- [PROBLEM REQUIREMENTS]:
Substitute "Pointing rule" for "Placement rule" throughout all the records below, changing nothing else, and give the lines again without the pictures.

[Start ENTRIES SHOWN]

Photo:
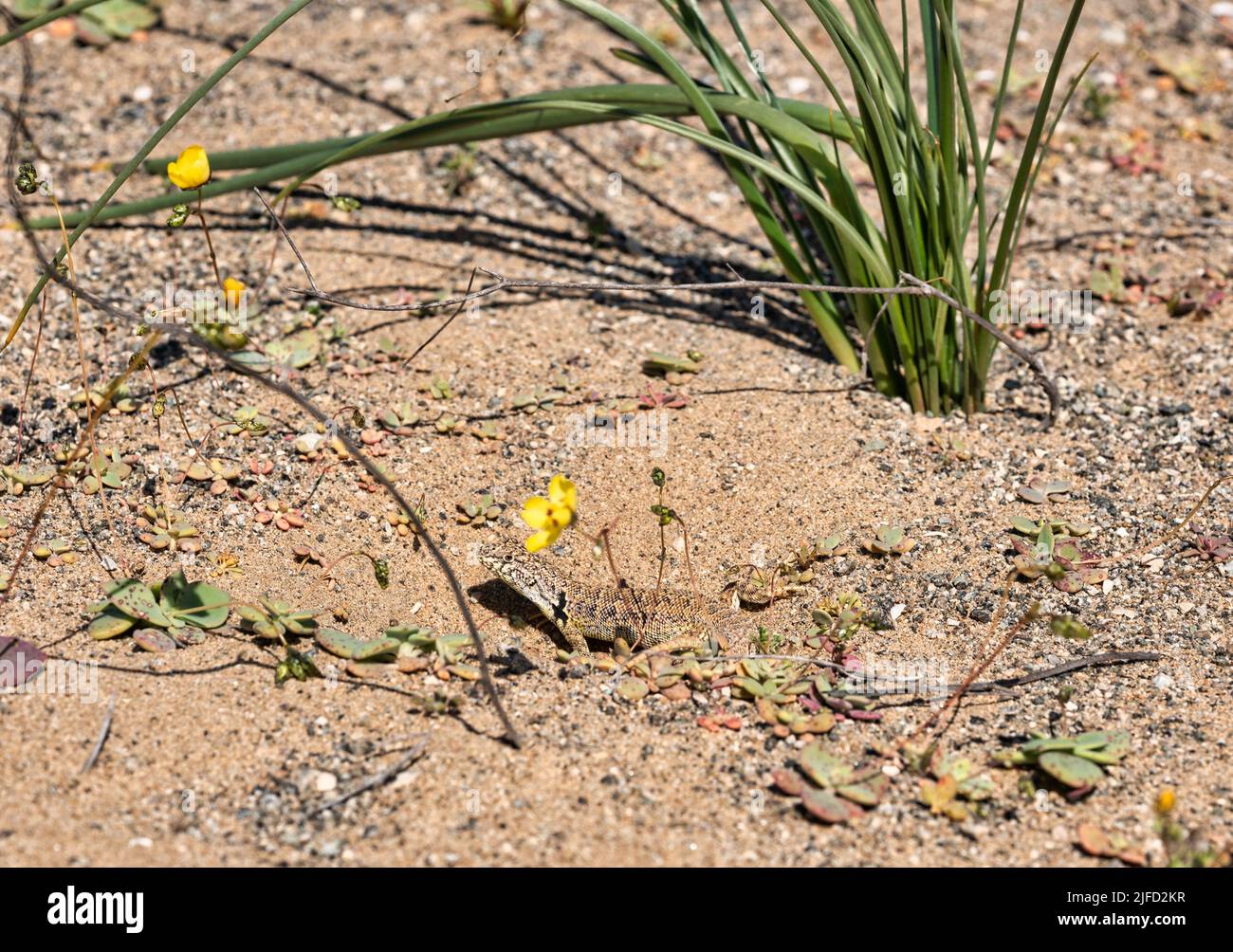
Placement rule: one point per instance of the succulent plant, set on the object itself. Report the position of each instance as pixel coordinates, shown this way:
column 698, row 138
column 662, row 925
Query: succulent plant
column 54, row 551
column 167, row 529
column 480, row 513
column 399, row 419
column 888, row 540
column 19, row 479
column 676, row 370
column 506, row 13
column 439, row 388
column 447, row 425
column 653, row 398
column 295, row 665
column 248, row 419
column 1059, row 526
column 830, row 789
column 1039, row 489
column 214, row 471
column 537, row 400
column 1061, row 560
column 275, row 619
column 175, row 604
column 837, row 623
column 410, row 648
column 1209, row 549
column 1074, row 762
column 954, row 780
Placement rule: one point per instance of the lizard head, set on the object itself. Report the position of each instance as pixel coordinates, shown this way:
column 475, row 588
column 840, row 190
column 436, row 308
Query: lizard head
column 528, row 575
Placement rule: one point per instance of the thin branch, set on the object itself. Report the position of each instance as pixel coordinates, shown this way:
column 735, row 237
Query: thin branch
column 103, row 731
column 909, row 286
column 377, row 779
column 193, row 339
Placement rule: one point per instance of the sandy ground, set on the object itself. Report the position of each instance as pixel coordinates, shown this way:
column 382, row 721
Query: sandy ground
column 208, row 762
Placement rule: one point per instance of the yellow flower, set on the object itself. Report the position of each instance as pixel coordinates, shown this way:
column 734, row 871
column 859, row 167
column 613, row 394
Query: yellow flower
column 232, row 290
column 192, row 169
column 550, row 516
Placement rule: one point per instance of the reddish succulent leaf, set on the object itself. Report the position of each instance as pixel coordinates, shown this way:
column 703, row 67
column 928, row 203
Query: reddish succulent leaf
column 826, row 807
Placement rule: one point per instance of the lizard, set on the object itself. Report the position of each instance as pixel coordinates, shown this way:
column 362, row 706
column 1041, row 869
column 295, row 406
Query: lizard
column 666, row 620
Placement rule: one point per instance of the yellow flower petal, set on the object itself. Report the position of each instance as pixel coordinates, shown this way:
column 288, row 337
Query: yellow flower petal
column 542, row 539
column 232, row 290
column 535, row 512
column 192, row 169
column 563, row 492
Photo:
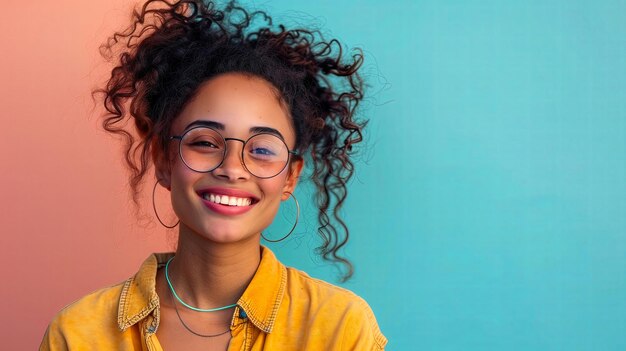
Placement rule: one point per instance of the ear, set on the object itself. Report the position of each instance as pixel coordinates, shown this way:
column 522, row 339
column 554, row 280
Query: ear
column 162, row 169
column 295, row 168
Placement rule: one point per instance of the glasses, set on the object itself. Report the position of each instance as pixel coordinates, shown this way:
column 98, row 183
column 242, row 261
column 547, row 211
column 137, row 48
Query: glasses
column 202, row 149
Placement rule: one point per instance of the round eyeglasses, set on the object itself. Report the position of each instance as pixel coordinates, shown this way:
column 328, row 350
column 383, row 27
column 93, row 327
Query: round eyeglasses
column 202, row 149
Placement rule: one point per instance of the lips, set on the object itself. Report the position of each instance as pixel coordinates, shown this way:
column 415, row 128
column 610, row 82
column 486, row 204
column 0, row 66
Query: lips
column 227, row 201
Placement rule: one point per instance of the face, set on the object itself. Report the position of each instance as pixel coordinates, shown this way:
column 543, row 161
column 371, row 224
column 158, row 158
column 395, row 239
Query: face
column 238, row 106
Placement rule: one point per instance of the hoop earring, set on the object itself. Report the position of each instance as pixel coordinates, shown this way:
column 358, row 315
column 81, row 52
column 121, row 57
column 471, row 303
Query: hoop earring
column 155, row 211
column 294, row 225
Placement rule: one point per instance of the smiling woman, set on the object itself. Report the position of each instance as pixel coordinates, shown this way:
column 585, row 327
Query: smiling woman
column 228, row 111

[End ENTRIES SHOWN]

- [THE COMPLETED TASK]:
Photo:
Pointing rule: one point per instance of the succulent plant, set on the object itself. Report the position of each instance as pixel coordinates, shown this way:
column 698, row 138
column 662, row 925
Query: succulent plant
column 54, row 551
column 167, row 529
column 480, row 513
column 399, row 419
column 888, row 540
column 19, row 479
column 676, row 370
column 506, row 13
column 439, row 388
column 447, row 425
column 653, row 398
column 295, row 665
column 248, row 419
column 1059, row 526
column 830, row 789
column 1039, row 489
column 214, row 471
column 537, row 400
column 1061, row 560
column 275, row 619
column 175, row 604
column 837, row 623
column 410, row 648
column 1209, row 549
column 1074, row 762
column 954, row 780
Pointing rule: one point per instance of the lizard head, set on the object itself. Report the position of each instance as pixel coordinates, shown this way:
column 475, row 588
column 840, row 190
column 436, row 308
Query: lizard head
column 528, row 575
Pointing rule: one point per instance of the thin branch, set on the object itself. Report the position of each instance as pixel coordinates, shown this way:
column 735, row 237
Query: thin branch
column 103, row 731
column 909, row 286
column 377, row 779
column 193, row 339
Pointing rule: one point per instance of the sandy ground, set on the object itself. Report the position of each instance as pixel coordinates, shown this way:
column 382, row 721
Query: sandy ground
column 208, row 762
Pointing rule: one point per instance of the yellow flower, set on the object itself. Report the position of each instance as pixel coordinates, shown this way:
column 734, row 871
column 859, row 167
column 613, row 394
Query: yellow flower
column 232, row 290
column 192, row 169
column 550, row 516
Pointing rule: one point per instance of the reddish succulent leaf, set on the object itself. Report the position of each instance as pixel coordinates, shown this way:
column 703, row 67
column 928, row 203
Query: reddish succulent leaf
column 826, row 807
Pointing rule: one point per instance of the lizard, set on the object itself. Report the position of each instance as pixel coordinates, shown this way:
column 362, row 706
column 1041, row 869
column 295, row 406
Query: lizard
column 666, row 620
Pointing rule: one point per instance of the yellow flower petal, set on the object itself. Report the position of each instance as pixel coordinates, shown this way:
column 288, row 337
Query: yellow flower petal
column 542, row 539
column 232, row 290
column 535, row 512
column 192, row 169
column 563, row 492
Photo:
Pointing rule: one point per instance of the ear, set on the object itself. Report the position of each instance as pixel coordinates, shown this way:
column 522, row 339
column 554, row 280
Query: ear
column 162, row 169
column 295, row 168
Pointing rule: one point per instance of the glasses, set on the object itself. Report the position of each instance as pixel coordinates, shown this way:
column 98, row 183
column 242, row 261
column 547, row 211
column 137, row 48
Query: glasses
column 202, row 149
Pointing rule: one point per instance of the round eyeglasses, set on the object itself. Report the position of each instance as pixel coordinates, shown this way:
column 328, row 350
column 383, row 27
column 93, row 327
Query: round eyeglasses
column 202, row 149
Pointing rule: one point per instance of the lips, set on the object itself. Report the position of each instance as pixel coordinates, shown this way:
column 415, row 128
column 610, row 82
column 486, row 204
column 0, row 66
Query: lips
column 227, row 201
Pointing rule: one point per instance of the face, set on the object itself. Report the position of each instance as pixel coordinates, shown this way:
column 543, row 161
column 371, row 224
column 158, row 158
column 395, row 239
Query: face
column 238, row 106
Pointing rule: one point per instance of the hoop earring, set on the object itself. Report the position of each instance as pixel coordinates, shown this way:
column 358, row 315
column 81, row 52
column 121, row 57
column 471, row 303
Query: hoop earring
column 155, row 211
column 294, row 225
Pointing rule: one point per instance of the smiling woman, set on the object itself. Report the position of each instance as pixel coordinates, shown this way:
column 585, row 327
Query: smiling woman
column 228, row 111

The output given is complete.